• What this task involves:
Resize the stretch of data from the line containing "pin: glowing lava" through the end of the data, and return only those lines with every request included. Multiply each answer coordinate by 0.85 and round to the nearest whole number, with halves rounded up. Leave the requests and their sample layouts unchanged.

• Given information:

* * * *

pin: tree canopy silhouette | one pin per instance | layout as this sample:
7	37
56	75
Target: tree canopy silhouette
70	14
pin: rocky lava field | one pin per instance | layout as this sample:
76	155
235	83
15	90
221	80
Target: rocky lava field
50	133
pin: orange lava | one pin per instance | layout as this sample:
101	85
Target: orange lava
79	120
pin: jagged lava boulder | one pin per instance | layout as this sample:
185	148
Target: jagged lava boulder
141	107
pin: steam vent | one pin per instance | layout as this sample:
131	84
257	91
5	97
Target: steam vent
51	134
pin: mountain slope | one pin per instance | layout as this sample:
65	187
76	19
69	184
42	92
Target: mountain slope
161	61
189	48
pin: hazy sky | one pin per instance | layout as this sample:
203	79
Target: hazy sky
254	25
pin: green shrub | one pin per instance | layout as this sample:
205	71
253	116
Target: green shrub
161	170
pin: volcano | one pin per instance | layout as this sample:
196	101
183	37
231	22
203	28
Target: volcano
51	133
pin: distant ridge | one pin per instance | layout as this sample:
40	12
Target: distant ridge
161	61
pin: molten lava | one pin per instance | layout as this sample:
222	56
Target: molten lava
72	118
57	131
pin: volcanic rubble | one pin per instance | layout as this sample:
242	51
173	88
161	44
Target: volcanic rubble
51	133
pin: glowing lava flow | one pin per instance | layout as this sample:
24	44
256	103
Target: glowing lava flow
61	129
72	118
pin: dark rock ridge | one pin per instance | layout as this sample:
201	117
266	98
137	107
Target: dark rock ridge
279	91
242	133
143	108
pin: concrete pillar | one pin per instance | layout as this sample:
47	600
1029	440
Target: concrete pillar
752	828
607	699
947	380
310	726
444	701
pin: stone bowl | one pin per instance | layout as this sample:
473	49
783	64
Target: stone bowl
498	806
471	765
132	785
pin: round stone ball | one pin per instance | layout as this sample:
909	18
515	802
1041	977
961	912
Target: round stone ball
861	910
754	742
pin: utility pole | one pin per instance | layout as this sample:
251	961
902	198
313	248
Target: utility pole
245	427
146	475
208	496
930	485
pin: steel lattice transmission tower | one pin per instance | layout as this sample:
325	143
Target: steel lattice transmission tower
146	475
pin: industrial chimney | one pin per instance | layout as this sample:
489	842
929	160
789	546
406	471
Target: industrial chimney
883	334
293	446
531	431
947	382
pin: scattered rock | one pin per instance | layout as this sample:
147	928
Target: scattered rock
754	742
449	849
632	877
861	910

* * * *

• Exercise result:
pin: glowing lava flow | one pin per instance | layout as this sample:
24	44
256	103
Target: glowing lava flow
52	110
61	100
pin: dark rock ridge | one pin per instance | layout as this sample:
201	117
266	98
137	107
Target: dark rock ridge
237	77
206	113
122	92
pin: concrete pillar | one pin per instance | layout as this sample:
47	600
1029	440
Target: concrete pillar
639	704
516	594
805	323
264	617
377	596
pin: stone bowl | one pin per instance | layout as this sample:
473	49
783	64
Target: stone bowl
423	685
400	650
112	667
pin: round stone ball | one pin per instance | layout as this sample:
909	18
515	802
1041	977
961	912
Target: round stone ball
732	774
641	631
pin: utility pole | one pin per instance | layout as this sample:
251	961
902	198
313	248
Target: utility pole
208	363
124	404
177	422
791	412
pin: steel lattice transmission tower | one pin per instance | layout as this sample:
325	143
Target: steel lattice transmission tower
124	404
pin: industrial chimney | one pin per instance | layout as this sample:
489	842
929	160
789	546
406	471
Target: industrial chimney
751	284
249	379
451	366
805	325
pin: scattered rock | one pin per instance | layout as this sample:
147	928
Target: scattered rock
641	631
382	722
537	745
732	774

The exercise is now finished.